**Your objective:** Wherever "this" shows up in the records below, copy the whole line.

**Material to process:**
--------------------------------------------------
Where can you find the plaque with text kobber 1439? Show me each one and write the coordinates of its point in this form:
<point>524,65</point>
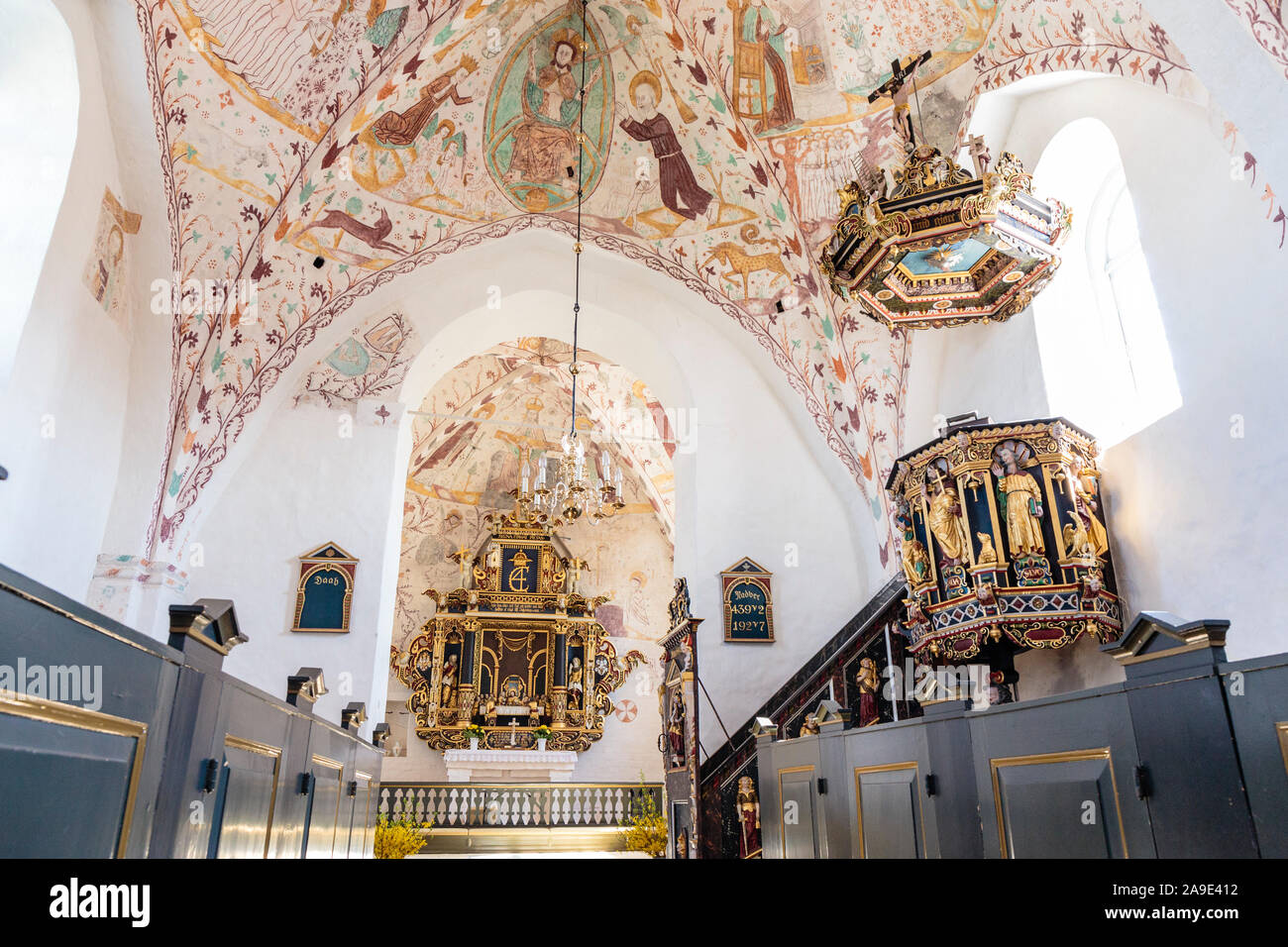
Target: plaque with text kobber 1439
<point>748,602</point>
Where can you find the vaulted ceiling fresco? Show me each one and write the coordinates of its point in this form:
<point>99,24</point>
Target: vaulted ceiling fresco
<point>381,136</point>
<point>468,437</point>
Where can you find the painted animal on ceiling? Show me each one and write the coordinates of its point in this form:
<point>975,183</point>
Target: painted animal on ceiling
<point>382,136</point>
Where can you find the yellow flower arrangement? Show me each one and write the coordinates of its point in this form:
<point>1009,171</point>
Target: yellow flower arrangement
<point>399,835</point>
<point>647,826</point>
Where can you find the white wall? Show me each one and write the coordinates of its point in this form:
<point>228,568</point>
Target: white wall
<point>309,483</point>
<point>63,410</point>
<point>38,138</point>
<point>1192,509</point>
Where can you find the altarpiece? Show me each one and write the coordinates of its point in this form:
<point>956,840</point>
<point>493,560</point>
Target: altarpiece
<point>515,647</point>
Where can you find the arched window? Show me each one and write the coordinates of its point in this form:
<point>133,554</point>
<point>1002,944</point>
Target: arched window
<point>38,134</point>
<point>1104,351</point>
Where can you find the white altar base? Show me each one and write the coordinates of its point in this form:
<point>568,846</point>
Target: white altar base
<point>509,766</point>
--------------------------------------------------
**Solution:**
Where can you find the plaque with text kobber 1439? Show me each one and write the coordinates of its point in this form:
Where can you find the vaulted ceiling fresco? Show me each one and write the coordinates of its point in this form:
Where can you find the painted animal on ceiling? Show me each one and write the coordinates of its point in this form:
Where can you find the yellow flower arrangement? Show me each one and write the coordinates of its point in this form:
Where can you find the white wall? Show me each one and write the coordinates of its point in this form:
Where can you find the altarpiece? Show me each one and write the coordinates of its point in this form:
Where can you find the arched window? Show me each one and write the coordinates of its point in this form:
Where can you find the white altar base? Show me each one and write the coordinates of its point in this form:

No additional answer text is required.